EXERCISE REQUIREMENTS => Leave out any pictures and transcribe all other data below exactly.

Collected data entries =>

::::::::::

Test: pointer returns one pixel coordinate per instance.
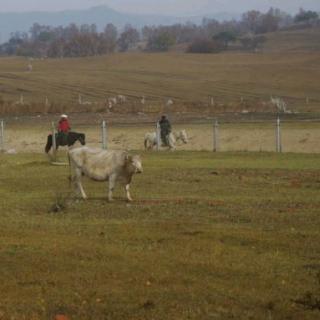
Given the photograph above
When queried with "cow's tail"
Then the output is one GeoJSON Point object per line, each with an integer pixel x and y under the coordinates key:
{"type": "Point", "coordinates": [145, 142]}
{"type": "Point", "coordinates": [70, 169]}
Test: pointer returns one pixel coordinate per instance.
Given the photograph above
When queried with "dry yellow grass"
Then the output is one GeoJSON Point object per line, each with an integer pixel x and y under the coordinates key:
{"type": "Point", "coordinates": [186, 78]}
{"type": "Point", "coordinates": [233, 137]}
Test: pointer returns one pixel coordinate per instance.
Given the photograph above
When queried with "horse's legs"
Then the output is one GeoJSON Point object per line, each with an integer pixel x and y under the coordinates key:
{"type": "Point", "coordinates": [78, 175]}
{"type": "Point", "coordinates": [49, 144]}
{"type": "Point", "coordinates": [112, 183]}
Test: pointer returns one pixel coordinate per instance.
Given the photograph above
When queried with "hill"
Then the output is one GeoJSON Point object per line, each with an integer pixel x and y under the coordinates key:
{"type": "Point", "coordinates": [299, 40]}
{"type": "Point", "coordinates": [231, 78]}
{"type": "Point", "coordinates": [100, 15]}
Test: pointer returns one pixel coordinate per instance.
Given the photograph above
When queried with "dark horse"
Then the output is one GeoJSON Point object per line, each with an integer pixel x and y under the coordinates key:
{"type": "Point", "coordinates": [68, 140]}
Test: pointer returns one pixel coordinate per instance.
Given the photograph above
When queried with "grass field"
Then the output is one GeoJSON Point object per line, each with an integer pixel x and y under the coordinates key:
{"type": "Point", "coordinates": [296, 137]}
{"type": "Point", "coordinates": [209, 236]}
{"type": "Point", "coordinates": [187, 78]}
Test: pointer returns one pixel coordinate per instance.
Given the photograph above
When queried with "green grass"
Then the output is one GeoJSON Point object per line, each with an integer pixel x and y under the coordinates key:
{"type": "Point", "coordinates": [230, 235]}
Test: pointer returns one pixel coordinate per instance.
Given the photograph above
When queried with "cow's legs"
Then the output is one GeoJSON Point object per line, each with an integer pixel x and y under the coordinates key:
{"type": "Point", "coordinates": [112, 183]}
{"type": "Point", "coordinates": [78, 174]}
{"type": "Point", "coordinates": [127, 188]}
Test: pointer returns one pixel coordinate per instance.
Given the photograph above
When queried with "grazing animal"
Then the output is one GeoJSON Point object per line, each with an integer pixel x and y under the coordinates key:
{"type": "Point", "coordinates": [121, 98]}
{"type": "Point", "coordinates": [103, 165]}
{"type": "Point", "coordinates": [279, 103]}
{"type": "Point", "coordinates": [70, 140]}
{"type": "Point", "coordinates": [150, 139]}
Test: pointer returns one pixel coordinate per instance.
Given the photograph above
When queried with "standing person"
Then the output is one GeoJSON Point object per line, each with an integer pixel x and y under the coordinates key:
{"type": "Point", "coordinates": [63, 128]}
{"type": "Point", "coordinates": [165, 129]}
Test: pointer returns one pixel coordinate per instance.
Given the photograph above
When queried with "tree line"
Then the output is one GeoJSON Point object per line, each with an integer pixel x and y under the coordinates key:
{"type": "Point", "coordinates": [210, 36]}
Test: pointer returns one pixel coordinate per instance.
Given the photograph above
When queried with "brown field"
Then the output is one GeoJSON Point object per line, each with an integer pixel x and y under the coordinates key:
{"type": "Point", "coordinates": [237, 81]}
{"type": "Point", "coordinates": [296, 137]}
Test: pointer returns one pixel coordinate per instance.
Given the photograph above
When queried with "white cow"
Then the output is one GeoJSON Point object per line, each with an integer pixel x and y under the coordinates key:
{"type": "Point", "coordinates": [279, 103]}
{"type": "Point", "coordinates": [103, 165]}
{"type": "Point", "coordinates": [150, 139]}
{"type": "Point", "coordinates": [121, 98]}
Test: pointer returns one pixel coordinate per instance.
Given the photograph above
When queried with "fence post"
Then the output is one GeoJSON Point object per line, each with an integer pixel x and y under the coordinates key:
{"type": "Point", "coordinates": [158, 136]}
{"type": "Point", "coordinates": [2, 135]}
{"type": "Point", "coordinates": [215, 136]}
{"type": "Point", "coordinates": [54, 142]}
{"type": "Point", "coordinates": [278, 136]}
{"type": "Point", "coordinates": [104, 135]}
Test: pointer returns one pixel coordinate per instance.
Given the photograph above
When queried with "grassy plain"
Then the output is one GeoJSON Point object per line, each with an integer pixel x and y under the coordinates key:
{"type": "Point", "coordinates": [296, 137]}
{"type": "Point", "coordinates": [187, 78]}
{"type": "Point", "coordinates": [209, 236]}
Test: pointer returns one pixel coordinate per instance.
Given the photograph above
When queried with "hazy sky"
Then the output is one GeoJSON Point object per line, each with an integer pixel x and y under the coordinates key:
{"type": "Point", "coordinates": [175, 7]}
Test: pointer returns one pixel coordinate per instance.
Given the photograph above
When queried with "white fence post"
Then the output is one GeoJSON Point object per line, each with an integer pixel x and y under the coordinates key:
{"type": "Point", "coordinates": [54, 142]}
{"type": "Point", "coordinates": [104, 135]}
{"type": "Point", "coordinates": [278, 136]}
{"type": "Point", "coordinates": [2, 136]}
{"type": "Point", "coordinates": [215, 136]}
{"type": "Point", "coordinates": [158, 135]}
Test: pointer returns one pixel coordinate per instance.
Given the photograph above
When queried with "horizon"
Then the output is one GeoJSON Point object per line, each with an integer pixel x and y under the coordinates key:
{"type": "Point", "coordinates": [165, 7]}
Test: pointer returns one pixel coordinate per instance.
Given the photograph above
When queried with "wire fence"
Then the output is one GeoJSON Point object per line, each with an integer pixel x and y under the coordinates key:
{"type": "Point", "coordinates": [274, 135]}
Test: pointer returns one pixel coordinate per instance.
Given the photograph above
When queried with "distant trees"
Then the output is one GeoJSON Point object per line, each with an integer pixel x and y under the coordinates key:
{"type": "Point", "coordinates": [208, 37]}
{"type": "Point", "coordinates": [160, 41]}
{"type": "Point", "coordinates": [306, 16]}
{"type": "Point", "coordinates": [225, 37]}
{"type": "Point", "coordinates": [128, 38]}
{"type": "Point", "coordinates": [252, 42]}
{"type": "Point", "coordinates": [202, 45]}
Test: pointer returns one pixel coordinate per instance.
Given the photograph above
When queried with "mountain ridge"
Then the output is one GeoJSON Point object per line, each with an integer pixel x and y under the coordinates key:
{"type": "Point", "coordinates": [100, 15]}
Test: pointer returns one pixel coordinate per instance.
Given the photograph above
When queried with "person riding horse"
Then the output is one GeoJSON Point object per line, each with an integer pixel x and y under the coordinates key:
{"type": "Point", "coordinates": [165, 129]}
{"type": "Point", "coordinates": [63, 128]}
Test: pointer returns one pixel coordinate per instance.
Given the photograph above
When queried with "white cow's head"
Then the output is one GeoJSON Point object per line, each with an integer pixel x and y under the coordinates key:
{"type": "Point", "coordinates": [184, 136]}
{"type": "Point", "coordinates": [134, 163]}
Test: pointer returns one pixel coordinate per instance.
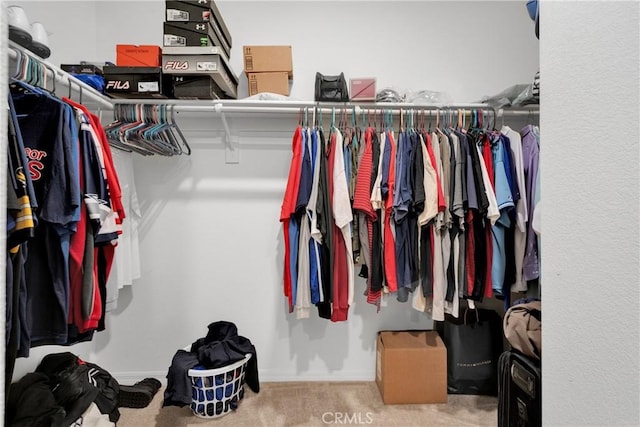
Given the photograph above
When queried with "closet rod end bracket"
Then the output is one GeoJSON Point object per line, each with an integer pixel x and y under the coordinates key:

::::::::::

SOLUTION TO THE PROBLEM =>
Test: pointer returns one pixel coordinate per instance.
Given the photograph above
When queried with "cow's tail"
Then the output is one GeoJSON Point object per line, each with an integer pixel x and y under the coordinates key:
{"type": "Point", "coordinates": [145, 142]}
{"type": "Point", "coordinates": [70, 169]}
Test: pointer returns one pixel coordinate per instance.
Given the photograph above
When queried with "dry yellow grass"
Then the output is one GeoJSON Point object per line, each with an integer pixel x and y under the coordinates key:
{"type": "Point", "coordinates": [186, 78]}
{"type": "Point", "coordinates": [233, 137]}
Test: pointer returns one pixel coordinate per instance.
Given the photograph above
When queried with "horse's legs"
Then the output is one GeoJSON Point object per line, each with an integer pixel x and y under the coordinates key:
{"type": "Point", "coordinates": [78, 175]}
{"type": "Point", "coordinates": [49, 144]}
{"type": "Point", "coordinates": [112, 183]}
Test: pointer returns one pixel coordinate per instance.
Given the photograph above
When queried with "hill"
Then the output is one GeoJSON Point object per line, each with an integer pixel x and y under the coordinates key:
{"type": "Point", "coordinates": [299, 40]}
{"type": "Point", "coordinates": [231, 78]}
{"type": "Point", "coordinates": [100, 15]}
Test: pointer returns one pixel coordinate per instance.
Given the photograph above
When queried with "dark horse"
Then the output is one GeoJSON Point object per line, each with an integer pixel x and y under the coordinates key:
{"type": "Point", "coordinates": [68, 140]}
Test: pointer returns one pixel coordinate per instance.
Given the photograph above
When queried with "grass field"
Then the output is one GeoJSON Point object per line, each with an integer pixel x and y under the coordinates key:
{"type": "Point", "coordinates": [296, 137]}
{"type": "Point", "coordinates": [209, 236]}
{"type": "Point", "coordinates": [187, 78]}
Test: pointer returns one pixel coordinate per instance.
Given the photograph above
When queried with "green grass"
Then the output is one GeoJSON Point object per line, each with an integer pixel x and y under the coordinates key:
{"type": "Point", "coordinates": [230, 235]}
Test: pointer returns one pixel coordinate per instance.
Given the photograph above
When queried with "cow's legs"
Then the output is one GeoJSON Point object per line, each with an integer pixel x and y under the coordinates key:
{"type": "Point", "coordinates": [112, 183]}
{"type": "Point", "coordinates": [78, 174]}
{"type": "Point", "coordinates": [127, 188]}
Test: pointer returns one pixel coordinate per instance.
Given the photograph above
When queried with "grazing animal"
Then the output is one GeoJSON Point object per line, each with an integer pixel x and y under the coordinates key:
{"type": "Point", "coordinates": [121, 98]}
{"type": "Point", "coordinates": [103, 165]}
{"type": "Point", "coordinates": [279, 103]}
{"type": "Point", "coordinates": [70, 140]}
{"type": "Point", "coordinates": [150, 139]}
Test: pointer returns one pixel coordinate per instance.
Given the photograph above
When queried with "standing person"
Then the output is one GeoJSON Point object per line, each with an integer pixel x and y under the coordinates key:
{"type": "Point", "coordinates": [63, 128]}
{"type": "Point", "coordinates": [165, 129]}
Test: pointer returns one pixel coordinate per instance.
Given the photograph above
When queried with "tree line"
Then the output is one GeoJSON Point object per line, each with an integer pixel x and y under the coordinates key:
{"type": "Point", "coordinates": [210, 36]}
Test: pointer returns one pixel coordinate per instance.
Given the photograph above
When queried with "brown field"
Then the output is one GeoJSON Point object per line, each with an integer pixel x and y under the coordinates key:
{"type": "Point", "coordinates": [237, 81]}
{"type": "Point", "coordinates": [296, 137]}
Test: pointer returns one pixel coordinate per instance.
Given the photograph above
When queried with "white cow"
Then the output is one GeoJSON Point object per line, each with an integer pixel x and y under the coordinates key:
{"type": "Point", "coordinates": [279, 103]}
{"type": "Point", "coordinates": [103, 165]}
{"type": "Point", "coordinates": [150, 139]}
{"type": "Point", "coordinates": [121, 98]}
Test: pointer returns one pixel coordinate per instance.
Given the photograph above
When queried with "fence post"
Then the output is one GeoJSON Point object per line, each with an integer pixel x and y under the coordinates key:
{"type": "Point", "coordinates": [158, 136]}
{"type": "Point", "coordinates": [2, 135]}
{"type": "Point", "coordinates": [215, 136]}
{"type": "Point", "coordinates": [54, 142]}
{"type": "Point", "coordinates": [278, 136]}
{"type": "Point", "coordinates": [104, 135]}
Test: pointer returns one pixel coordinate per instance.
Given the photograph above
When queried with "grassy plain"
Then the output is one GeoJSON Point object per line, each with an integer pixel x and y under the coordinates key:
{"type": "Point", "coordinates": [296, 137]}
{"type": "Point", "coordinates": [187, 78]}
{"type": "Point", "coordinates": [209, 236]}
Test: pointer returns one pixel coordinate per instance.
Given the photograph above
When queried with "hazy sky"
Then the output is one GeoJSON Point object per line, each with an integer pixel x and y under the coordinates key:
{"type": "Point", "coordinates": [175, 7]}
Test: pointer returns one pixel coordinate per instance.
Given the photograph above
When queried with "white fence post"
Then the output is one GeoJSON Point object per line, each with an integer pixel x and y under the coordinates key:
{"type": "Point", "coordinates": [54, 142]}
{"type": "Point", "coordinates": [104, 135]}
{"type": "Point", "coordinates": [278, 136]}
{"type": "Point", "coordinates": [2, 136]}
{"type": "Point", "coordinates": [215, 136]}
{"type": "Point", "coordinates": [158, 135]}
Test: pointer returns one pixel coordinate per instance.
Given the photograph above
When queried with "horizon"
Then the output is one GeoJSON Point object per line, each with an integer pixel x and y under the coordinates key:
{"type": "Point", "coordinates": [165, 7]}
Test: pointer returns one pixel coordinate per instance.
Given the photograph above
When queried with "wire fence"
Then the output is one GeoJSON Point object per line, each with an integer pixel x and y under the coordinates key:
{"type": "Point", "coordinates": [274, 135]}
Test: pointer returns one pixel coordinate per instance.
Given the photograph above
When queried with "distant trees"
Then the output is one GeoJSON Point object per line, each with an integer pixel x and y under the coordinates key:
{"type": "Point", "coordinates": [208, 37]}
{"type": "Point", "coordinates": [160, 41]}
{"type": "Point", "coordinates": [306, 16]}
{"type": "Point", "coordinates": [225, 37]}
{"type": "Point", "coordinates": [128, 38]}
{"type": "Point", "coordinates": [252, 42]}
{"type": "Point", "coordinates": [202, 45]}
Test: pointer returns one pixel coordinate per instance.
Given the photograph above
When queried with "mountain ridge"
Then the output is one GeoJSON Point object per line, each with an integer pixel x and y under the coordinates key:
{"type": "Point", "coordinates": [100, 15]}
Test: pointer returns one pixel coordinate per instance.
Given the photograph above
When queried with "person riding horse"
Then the output is one GeoJSON Point object per line, each with an integer pixel x and y under the coordinates key:
{"type": "Point", "coordinates": [165, 129]}
{"type": "Point", "coordinates": [63, 128]}
Test: pointer returns one pixel coordinate per instance.
Given the photograph above
When queried with "white cow's head"
Then the output is one GeoJSON Point object per line, each with an integer pixel x and y under the coordinates key:
{"type": "Point", "coordinates": [184, 136]}
{"type": "Point", "coordinates": [134, 163]}
Test: pointer returns one pixel coordinate per instance.
Given the photograph above
When queried with "closet rod end bracket"
Then the output is one GeoJSON Point object per line, each with an integer pixel x and y under the coordinates key:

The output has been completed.